Von Nils Reisen am 11.02.2020 | 6 Minuten Lesezeit
Heute ist National Inventor’s Day in den USA. Weil es noch eine Weile bis zum hiesigen Erfindertag am 9. November dauert, nutzen wir die Gelegenheit und erzählen schon heute etwas zu einer Erfindung aus der Schweiz.
Disruptive Erfindungen kommen oft von aussen. So wurde Uber nicht von einem Taxiunternehmen, Airbnb nicht von der Hotelindustrie erfunden. Und auch bei unserer jetzigen Heimat Creaholic entstehen seit über 30 Jahren Innovationen basierend auf diesem Prinzip: «Wir sind ein Team von Unternehmern, von denen jeder einzelne über viel Wissen in einigen Bereichen und viel mehr Unwissen in anderen Bereichen verfügt. Wir wissen, dass Erfindungen beides erfordern.»

··········

▸ ZU ERLEDIGEN
1. Entnimm dem Ausgangstext wortgetreu die Passage, die mit „Von Nils Reisen“ anfängt und bis einschließlich „aus der Schweiz.“ reicht.
2. Zähle alle Unternehmen auf, die im Ausgangstext mit Namen genannt werden.
Die anschließenden Zeilen sind eigenständiges Material und gehören nicht zum Ausgangstext.

··········

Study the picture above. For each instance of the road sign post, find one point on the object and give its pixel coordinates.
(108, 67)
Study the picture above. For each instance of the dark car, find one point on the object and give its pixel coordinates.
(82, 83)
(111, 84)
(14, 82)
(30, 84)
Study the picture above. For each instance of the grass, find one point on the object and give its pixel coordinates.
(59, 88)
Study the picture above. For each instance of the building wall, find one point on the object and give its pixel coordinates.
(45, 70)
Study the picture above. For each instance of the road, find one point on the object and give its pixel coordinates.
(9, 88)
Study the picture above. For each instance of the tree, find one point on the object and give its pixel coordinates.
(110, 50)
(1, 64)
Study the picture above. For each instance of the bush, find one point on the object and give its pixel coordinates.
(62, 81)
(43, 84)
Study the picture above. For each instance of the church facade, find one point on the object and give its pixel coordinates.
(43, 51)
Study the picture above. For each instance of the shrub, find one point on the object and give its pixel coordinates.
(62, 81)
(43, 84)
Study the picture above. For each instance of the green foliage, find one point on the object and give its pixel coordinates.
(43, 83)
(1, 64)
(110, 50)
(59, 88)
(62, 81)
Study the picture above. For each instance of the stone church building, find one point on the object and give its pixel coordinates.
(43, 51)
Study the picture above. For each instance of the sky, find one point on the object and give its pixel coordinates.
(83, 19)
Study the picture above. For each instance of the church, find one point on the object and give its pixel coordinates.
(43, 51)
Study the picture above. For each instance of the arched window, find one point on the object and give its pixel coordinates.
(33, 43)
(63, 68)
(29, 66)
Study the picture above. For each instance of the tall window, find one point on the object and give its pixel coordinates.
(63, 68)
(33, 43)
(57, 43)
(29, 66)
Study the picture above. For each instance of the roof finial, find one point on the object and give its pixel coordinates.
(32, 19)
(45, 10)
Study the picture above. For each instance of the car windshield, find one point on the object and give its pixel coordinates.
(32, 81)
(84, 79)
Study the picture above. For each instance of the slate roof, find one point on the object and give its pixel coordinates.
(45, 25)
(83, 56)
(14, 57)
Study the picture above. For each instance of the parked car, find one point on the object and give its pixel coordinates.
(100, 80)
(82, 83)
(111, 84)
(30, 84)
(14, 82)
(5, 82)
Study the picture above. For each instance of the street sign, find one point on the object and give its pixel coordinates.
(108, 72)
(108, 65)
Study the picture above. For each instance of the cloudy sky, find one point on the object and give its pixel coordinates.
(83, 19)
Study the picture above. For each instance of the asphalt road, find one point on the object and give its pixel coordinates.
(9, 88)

··········

▸ LÖSUNGEN
1.
Von Nils Reisen am 11.02.2020 | 6 Minuten Lesezeit
Heute ist National Inventor’s Day in den USA. Weil es noch eine Weile bis zum hiesigen Erfindertag am 9. November dauert, nutzen wir die Gelegenheit und erzählen schon heute etwas zu einer Erfindung aus der Schweiz.

2. Uber, Airbnb, Creaholic